(Challenge)
Could you copy the listing below word for word, from the line containing "of the calm" through the line containing "(474, 1285)", both lines included, and leave out the pictures?

(Records for the task)

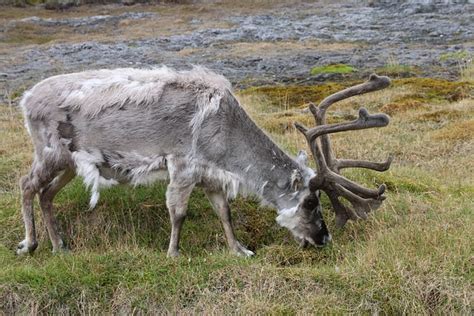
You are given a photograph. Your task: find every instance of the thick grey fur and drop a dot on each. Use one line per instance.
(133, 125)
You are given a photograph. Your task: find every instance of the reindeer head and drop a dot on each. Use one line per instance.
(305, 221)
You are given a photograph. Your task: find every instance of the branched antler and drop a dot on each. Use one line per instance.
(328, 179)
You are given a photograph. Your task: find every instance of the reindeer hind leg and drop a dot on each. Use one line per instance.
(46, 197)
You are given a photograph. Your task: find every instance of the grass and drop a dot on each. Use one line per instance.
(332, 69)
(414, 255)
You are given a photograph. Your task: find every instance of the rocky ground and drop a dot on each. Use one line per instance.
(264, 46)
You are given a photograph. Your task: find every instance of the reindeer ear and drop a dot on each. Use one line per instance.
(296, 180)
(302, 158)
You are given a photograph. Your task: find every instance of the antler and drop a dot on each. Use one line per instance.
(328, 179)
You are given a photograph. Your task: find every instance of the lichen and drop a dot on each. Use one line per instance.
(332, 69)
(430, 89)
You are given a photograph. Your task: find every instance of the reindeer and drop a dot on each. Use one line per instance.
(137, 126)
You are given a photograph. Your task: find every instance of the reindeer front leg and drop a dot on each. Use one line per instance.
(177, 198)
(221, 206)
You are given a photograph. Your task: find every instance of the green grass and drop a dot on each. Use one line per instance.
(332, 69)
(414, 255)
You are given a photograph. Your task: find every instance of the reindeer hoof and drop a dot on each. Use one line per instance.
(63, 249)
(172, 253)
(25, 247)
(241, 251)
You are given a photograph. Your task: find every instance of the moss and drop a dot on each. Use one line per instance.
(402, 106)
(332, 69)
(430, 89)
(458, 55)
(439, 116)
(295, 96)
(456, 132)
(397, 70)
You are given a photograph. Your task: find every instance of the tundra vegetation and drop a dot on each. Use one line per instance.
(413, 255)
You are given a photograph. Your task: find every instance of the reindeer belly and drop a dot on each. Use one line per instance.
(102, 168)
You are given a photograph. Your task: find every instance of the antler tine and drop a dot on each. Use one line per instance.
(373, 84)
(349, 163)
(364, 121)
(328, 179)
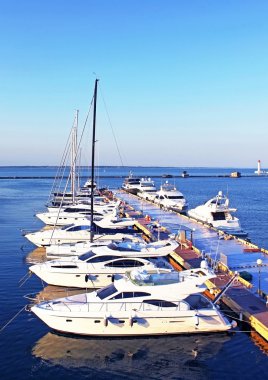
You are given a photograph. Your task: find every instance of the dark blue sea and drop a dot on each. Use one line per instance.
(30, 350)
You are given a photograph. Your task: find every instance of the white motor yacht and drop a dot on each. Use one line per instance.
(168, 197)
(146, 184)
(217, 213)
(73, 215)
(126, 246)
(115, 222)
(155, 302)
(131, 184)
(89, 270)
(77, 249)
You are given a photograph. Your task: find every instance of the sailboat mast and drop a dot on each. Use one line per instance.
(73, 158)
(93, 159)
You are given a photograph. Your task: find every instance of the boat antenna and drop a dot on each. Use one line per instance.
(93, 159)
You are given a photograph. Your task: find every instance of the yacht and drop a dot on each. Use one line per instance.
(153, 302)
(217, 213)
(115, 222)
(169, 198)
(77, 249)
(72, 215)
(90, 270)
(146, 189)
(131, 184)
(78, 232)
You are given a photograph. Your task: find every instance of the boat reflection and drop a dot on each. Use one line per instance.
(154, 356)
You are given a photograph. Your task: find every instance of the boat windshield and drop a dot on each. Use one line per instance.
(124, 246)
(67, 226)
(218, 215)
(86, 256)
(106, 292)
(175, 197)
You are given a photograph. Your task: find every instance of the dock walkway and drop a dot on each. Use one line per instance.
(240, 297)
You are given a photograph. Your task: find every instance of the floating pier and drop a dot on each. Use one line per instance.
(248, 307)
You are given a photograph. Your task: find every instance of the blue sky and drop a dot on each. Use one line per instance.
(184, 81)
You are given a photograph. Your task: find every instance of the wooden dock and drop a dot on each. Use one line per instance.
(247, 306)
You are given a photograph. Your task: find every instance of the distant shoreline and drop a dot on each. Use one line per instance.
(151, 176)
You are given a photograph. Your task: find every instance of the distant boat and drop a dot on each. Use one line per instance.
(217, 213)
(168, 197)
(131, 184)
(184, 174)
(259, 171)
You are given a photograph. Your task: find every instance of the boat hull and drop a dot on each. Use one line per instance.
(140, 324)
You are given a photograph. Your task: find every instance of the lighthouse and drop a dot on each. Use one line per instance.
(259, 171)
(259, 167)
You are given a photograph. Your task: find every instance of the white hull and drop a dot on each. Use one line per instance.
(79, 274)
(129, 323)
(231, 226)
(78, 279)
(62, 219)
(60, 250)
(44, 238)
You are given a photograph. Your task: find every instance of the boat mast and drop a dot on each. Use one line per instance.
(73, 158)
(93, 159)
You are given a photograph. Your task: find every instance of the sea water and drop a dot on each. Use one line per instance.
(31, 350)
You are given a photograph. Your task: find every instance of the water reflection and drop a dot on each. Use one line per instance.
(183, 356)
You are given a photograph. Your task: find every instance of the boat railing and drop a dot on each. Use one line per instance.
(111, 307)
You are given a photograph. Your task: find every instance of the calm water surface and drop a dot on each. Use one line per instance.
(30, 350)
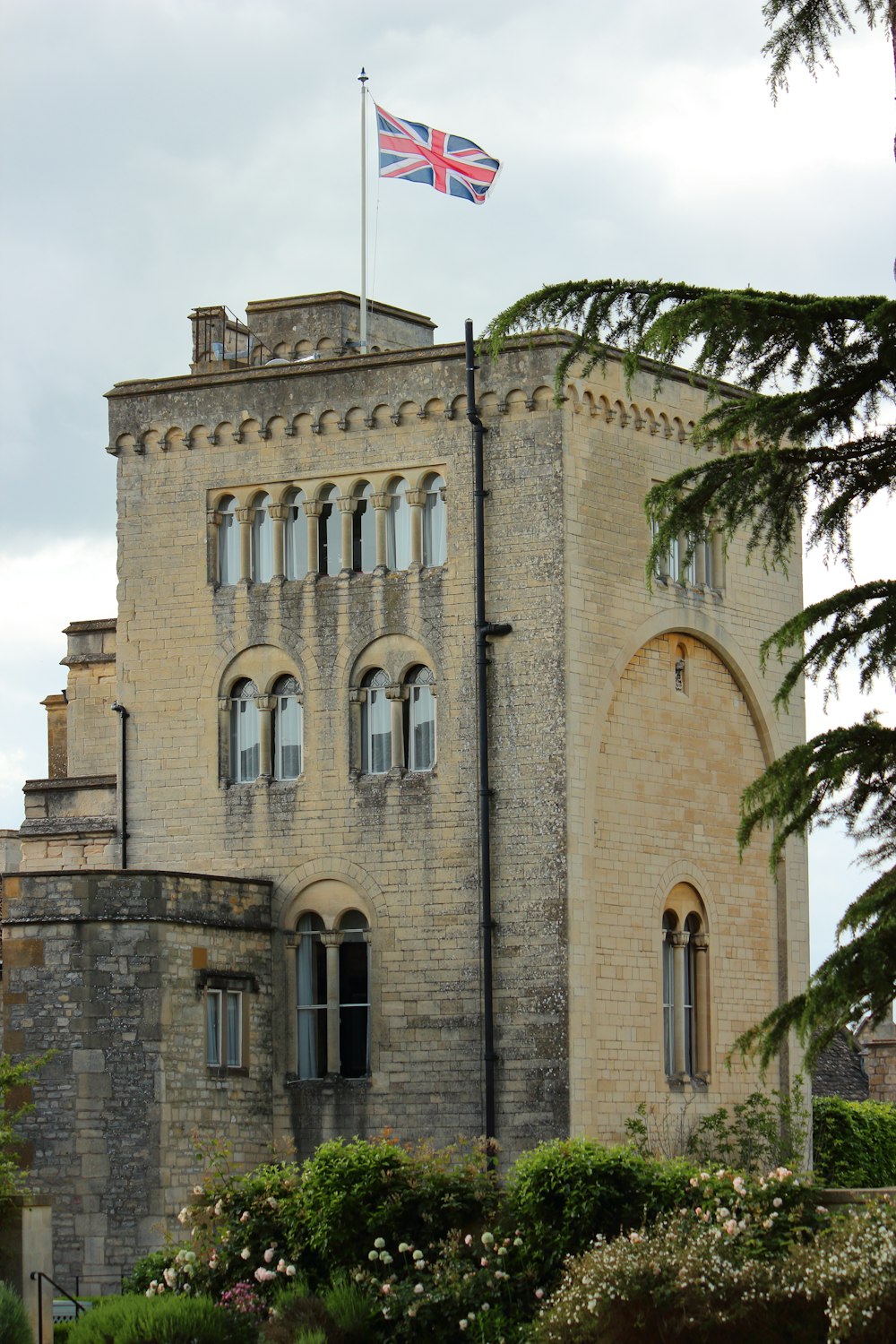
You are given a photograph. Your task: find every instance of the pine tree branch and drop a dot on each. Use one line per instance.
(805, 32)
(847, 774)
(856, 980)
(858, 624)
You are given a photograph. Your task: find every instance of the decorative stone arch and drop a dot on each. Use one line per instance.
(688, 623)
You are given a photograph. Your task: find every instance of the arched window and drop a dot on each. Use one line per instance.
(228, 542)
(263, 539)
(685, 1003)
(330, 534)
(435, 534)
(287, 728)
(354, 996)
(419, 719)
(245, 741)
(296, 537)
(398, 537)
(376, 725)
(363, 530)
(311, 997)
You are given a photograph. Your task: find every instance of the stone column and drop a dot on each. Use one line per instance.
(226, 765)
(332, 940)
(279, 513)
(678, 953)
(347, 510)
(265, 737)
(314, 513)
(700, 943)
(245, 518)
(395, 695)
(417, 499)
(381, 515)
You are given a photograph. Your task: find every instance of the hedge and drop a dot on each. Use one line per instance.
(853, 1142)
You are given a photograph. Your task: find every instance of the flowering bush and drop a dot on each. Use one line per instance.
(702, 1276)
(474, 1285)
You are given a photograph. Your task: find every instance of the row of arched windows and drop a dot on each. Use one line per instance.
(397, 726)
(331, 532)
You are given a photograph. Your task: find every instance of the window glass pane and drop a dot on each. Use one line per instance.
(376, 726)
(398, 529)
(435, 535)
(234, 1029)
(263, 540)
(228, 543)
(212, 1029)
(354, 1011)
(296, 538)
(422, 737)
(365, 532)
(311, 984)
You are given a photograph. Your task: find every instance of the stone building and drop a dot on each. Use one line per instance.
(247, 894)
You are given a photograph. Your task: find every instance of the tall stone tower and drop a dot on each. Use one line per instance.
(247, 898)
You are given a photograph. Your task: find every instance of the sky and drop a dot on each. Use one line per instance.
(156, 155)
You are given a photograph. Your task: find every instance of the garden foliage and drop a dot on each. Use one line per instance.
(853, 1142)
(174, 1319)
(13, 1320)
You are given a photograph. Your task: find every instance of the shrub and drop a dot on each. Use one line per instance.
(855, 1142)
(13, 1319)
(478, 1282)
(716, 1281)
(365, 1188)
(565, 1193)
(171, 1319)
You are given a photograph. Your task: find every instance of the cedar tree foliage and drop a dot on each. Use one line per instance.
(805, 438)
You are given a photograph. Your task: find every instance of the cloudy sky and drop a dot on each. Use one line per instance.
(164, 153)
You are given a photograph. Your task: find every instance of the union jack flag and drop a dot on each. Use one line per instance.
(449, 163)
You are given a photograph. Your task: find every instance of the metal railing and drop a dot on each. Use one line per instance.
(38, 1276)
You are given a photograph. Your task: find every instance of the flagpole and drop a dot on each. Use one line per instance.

--

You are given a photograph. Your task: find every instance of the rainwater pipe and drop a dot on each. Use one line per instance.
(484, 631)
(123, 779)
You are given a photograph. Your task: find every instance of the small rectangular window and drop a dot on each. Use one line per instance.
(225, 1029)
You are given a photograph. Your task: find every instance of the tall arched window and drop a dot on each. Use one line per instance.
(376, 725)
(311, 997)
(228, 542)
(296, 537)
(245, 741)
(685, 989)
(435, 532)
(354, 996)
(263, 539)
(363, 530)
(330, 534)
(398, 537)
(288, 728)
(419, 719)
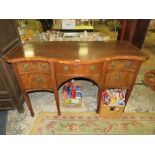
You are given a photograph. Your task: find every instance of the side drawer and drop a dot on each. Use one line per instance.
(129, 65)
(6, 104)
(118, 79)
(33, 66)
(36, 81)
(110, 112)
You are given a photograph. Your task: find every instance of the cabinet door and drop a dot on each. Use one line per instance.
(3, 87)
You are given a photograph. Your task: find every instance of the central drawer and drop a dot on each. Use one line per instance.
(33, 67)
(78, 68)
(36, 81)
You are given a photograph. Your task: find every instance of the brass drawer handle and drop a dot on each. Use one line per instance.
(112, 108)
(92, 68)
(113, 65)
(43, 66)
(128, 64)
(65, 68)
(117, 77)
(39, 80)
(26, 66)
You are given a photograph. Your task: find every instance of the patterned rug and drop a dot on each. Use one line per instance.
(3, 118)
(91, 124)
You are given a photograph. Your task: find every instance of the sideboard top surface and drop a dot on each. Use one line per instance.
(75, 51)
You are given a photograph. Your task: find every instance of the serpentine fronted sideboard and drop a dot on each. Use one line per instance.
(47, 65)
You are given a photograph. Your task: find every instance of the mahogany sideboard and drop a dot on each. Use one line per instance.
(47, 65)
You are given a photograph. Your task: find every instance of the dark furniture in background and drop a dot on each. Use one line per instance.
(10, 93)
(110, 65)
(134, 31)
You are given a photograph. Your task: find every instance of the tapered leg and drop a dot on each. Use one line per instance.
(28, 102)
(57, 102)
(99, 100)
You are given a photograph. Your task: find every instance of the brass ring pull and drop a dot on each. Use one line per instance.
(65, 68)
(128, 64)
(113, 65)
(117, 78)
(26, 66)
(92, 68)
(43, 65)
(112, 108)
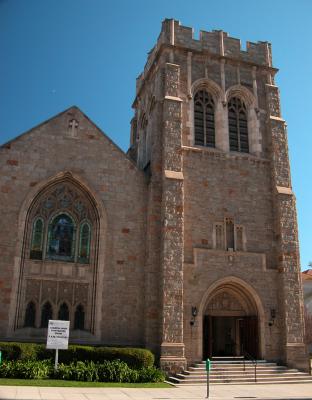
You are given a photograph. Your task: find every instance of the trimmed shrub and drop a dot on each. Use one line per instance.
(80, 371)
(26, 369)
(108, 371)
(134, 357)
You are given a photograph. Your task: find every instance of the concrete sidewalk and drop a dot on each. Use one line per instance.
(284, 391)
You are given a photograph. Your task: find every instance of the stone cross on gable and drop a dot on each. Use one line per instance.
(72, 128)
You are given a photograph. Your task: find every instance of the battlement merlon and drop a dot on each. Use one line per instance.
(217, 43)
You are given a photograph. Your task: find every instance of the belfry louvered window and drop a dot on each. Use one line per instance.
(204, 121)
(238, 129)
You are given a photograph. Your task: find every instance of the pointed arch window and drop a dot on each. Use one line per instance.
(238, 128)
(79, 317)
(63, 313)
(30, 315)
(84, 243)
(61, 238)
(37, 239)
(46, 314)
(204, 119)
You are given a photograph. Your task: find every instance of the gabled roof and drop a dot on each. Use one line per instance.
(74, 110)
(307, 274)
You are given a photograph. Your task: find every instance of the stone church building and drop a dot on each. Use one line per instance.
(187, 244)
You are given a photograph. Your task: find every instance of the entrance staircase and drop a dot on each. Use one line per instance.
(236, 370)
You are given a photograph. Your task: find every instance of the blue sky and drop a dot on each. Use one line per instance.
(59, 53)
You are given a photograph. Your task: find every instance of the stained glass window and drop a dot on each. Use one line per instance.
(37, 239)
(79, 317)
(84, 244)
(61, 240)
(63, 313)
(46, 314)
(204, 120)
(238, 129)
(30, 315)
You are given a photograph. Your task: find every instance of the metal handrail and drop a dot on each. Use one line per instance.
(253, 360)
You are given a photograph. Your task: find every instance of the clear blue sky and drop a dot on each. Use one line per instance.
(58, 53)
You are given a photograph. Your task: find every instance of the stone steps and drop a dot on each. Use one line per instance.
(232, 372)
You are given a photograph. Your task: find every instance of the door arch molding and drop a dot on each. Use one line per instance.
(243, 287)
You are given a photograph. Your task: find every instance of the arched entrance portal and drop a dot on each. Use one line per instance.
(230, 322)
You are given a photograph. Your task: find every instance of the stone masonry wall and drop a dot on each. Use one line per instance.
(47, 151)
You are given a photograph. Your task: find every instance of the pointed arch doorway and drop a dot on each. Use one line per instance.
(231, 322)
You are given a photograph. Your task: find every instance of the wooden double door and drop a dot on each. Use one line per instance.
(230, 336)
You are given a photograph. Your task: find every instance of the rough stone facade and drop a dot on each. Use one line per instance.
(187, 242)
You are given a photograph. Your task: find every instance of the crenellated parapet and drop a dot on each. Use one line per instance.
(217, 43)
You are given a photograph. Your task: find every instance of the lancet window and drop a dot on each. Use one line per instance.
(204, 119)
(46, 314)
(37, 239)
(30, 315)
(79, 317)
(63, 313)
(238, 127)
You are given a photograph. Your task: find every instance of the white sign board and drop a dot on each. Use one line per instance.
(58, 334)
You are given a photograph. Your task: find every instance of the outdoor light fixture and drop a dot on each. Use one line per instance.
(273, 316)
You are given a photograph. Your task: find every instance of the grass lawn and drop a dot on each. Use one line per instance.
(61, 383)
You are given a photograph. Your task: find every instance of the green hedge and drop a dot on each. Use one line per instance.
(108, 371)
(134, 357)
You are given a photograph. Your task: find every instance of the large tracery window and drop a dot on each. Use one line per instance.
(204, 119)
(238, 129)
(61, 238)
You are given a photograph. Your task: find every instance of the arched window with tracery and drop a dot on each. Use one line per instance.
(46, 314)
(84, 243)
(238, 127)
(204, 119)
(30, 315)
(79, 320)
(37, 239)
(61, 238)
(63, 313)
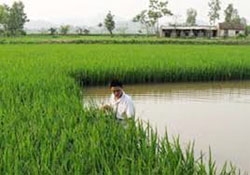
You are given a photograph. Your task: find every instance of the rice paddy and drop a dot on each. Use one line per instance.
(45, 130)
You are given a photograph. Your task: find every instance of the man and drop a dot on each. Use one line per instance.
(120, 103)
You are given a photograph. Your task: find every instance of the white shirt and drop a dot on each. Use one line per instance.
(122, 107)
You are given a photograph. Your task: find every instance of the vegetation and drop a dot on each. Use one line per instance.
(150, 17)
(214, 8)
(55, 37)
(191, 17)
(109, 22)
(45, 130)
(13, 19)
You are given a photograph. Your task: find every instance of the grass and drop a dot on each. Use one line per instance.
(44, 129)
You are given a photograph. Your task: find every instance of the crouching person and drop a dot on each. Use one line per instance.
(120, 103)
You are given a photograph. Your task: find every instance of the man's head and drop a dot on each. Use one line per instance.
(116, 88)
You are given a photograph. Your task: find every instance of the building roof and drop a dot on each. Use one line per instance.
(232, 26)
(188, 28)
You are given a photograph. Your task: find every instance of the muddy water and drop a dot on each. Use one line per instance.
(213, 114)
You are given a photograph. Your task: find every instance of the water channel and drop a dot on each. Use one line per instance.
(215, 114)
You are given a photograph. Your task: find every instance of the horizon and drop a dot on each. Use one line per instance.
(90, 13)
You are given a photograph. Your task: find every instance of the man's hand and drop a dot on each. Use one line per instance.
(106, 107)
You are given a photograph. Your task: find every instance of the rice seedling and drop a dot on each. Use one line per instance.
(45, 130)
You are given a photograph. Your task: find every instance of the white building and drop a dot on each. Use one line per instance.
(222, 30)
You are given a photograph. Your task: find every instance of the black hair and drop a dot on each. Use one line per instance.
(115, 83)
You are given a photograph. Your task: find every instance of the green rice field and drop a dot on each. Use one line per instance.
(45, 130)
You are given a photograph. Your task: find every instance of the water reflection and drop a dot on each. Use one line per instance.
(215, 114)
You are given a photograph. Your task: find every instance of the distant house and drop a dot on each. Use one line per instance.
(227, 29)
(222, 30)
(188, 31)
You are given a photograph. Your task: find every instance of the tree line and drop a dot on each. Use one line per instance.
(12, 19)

(Written response)
You are given a photograph. Your task: find every instance of the calm water surface and drop a dot on each. Use one line per instance.
(30, 350)
You are given a photograph. Your task: find every instance of the pine tree branch and drop a dot on each. Use one line per instance.
(805, 32)
(847, 774)
(856, 980)
(858, 624)
You are given a photograph. Your task: find every instance of the decorative stone arch and drop a dot on each. Use one line per instance.
(688, 623)
You are given a photograph. Your task: find every instance of the arched window and drop a dot on each. Use one line per instance.
(228, 542)
(263, 539)
(685, 1003)
(330, 534)
(435, 534)
(287, 728)
(354, 996)
(419, 719)
(245, 741)
(296, 537)
(398, 537)
(376, 725)
(363, 530)
(311, 997)
You are given a photograph. Your task: find every instance of the stone column and drop a dot on each. Use one line per instance.
(226, 765)
(332, 940)
(279, 513)
(678, 953)
(347, 510)
(265, 737)
(314, 513)
(700, 943)
(245, 518)
(395, 695)
(417, 499)
(381, 515)
You are given a photograph. Your task: find every instance of the hedge and drop a dot on each. Use one line per instance.
(853, 1142)
You are given a photograph. Your task: find every instance of the flowering bush and drop a dot on each. Use one line per instance.
(702, 1276)
(474, 1285)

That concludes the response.